Assignment: Look through the records below for the line holding "positive clicks: (1153, 1097)". Write it out exactly, with each following line through the line holding "positive clicks: (1170, 1069)".
[Data section]
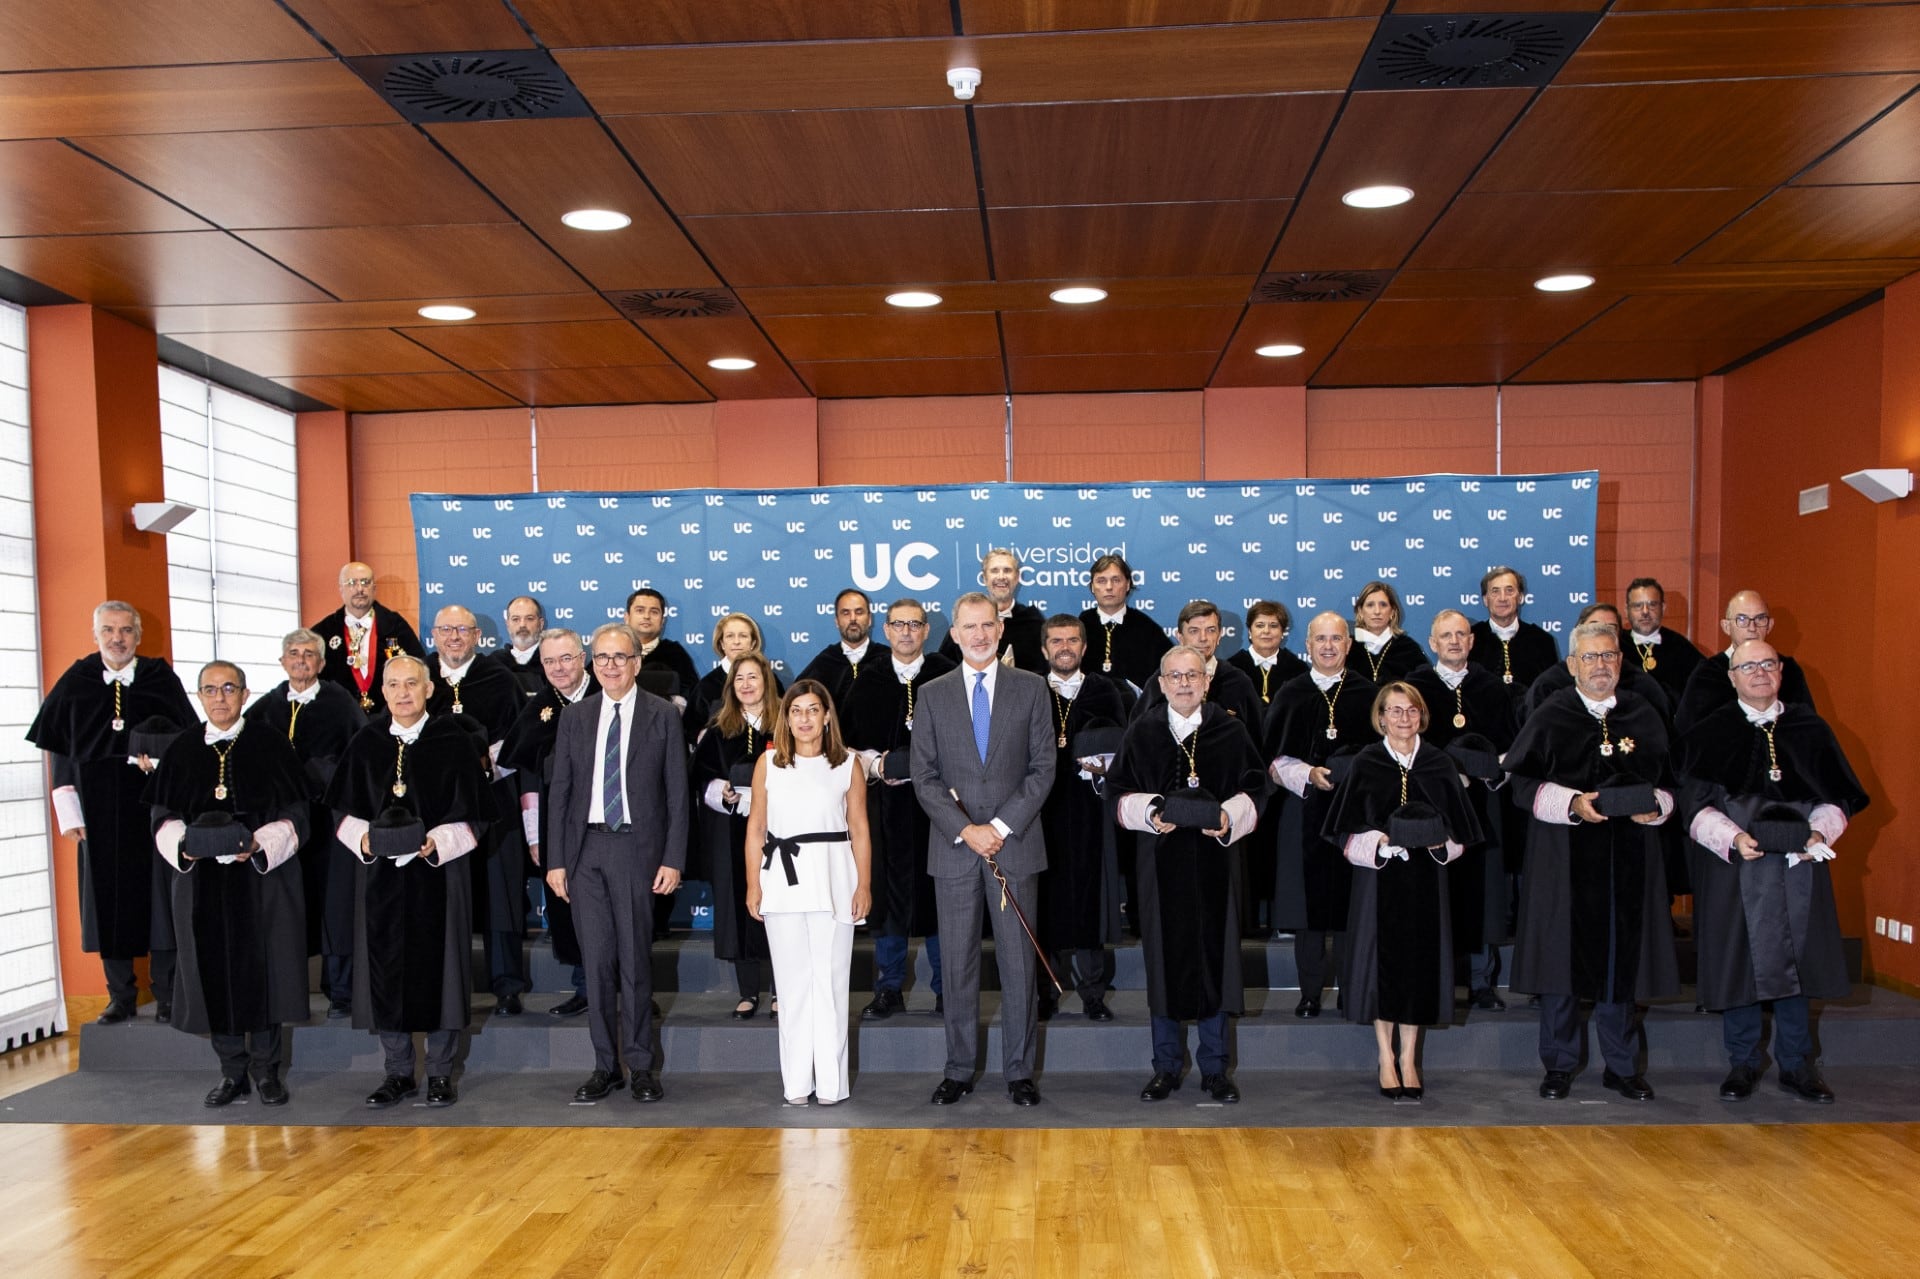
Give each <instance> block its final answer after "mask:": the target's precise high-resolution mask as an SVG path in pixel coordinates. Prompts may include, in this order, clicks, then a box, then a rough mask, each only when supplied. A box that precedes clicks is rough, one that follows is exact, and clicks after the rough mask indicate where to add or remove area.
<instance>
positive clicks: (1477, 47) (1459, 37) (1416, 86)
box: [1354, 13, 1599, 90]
[/Data section]
[Data section]
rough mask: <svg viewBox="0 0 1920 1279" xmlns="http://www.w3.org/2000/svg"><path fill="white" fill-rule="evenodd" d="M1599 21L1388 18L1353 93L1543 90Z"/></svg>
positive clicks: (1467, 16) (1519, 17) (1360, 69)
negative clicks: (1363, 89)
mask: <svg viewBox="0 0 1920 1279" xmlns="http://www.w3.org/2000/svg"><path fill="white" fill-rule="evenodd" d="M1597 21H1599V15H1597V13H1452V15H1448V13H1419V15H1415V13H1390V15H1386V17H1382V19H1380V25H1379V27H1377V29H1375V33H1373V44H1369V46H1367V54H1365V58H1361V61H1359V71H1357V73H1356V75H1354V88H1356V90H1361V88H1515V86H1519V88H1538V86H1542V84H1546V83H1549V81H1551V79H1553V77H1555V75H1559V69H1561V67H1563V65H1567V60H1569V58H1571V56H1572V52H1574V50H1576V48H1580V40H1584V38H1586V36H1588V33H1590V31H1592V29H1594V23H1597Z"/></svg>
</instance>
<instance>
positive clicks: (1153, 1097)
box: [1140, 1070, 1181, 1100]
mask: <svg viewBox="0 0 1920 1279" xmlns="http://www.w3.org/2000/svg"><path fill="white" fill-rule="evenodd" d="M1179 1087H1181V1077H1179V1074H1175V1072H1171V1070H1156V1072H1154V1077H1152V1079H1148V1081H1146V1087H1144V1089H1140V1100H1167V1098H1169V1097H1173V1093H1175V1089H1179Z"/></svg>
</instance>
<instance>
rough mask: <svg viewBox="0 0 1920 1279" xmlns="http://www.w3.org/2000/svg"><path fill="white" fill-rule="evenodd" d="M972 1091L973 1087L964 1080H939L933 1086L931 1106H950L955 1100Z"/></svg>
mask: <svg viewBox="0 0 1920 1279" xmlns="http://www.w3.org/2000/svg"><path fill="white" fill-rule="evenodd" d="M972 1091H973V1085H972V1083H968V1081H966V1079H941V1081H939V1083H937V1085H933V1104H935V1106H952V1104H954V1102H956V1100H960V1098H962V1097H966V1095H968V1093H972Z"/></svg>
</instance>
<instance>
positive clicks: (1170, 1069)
[/Data section]
Your solution:
positive clicks: (1153, 1097)
box: [1140, 1070, 1181, 1100]
mask: <svg viewBox="0 0 1920 1279" xmlns="http://www.w3.org/2000/svg"><path fill="white" fill-rule="evenodd" d="M1179 1087H1181V1077H1179V1074H1175V1072H1171V1070H1156V1072H1154V1077H1152V1079H1148V1081H1146V1087H1144V1089H1140V1100H1167V1098H1169V1097H1173V1093H1175V1089H1179Z"/></svg>
</instance>
<instance>
rough mask: <svg viewBox="0 0 1920 1279" xmlns="http://www.w3.org/2000/svg"><path fill="white" fill-rule="evenodd" d="M972 1091L973 1087L964 1080H939L933 1086L931 1106H950L955 1100Z"/></svg>
mask: <svg viewBox="0 0 1920 1279" xmlns="http://www.w3.org/2000/svg"><path fill="white" fill-rule="evenodd" d="M972 1091H973V1085H972V1083H968V1081H966V1079H941V1081H939V1083H937V1085H933V1104H935V1106H952V1104H954V1102H956V1100H960V1098H962V1097H966V1095H968V1093H972Z"/></svg>
</instance>
<instance>
positive clicks: (1170, 1069)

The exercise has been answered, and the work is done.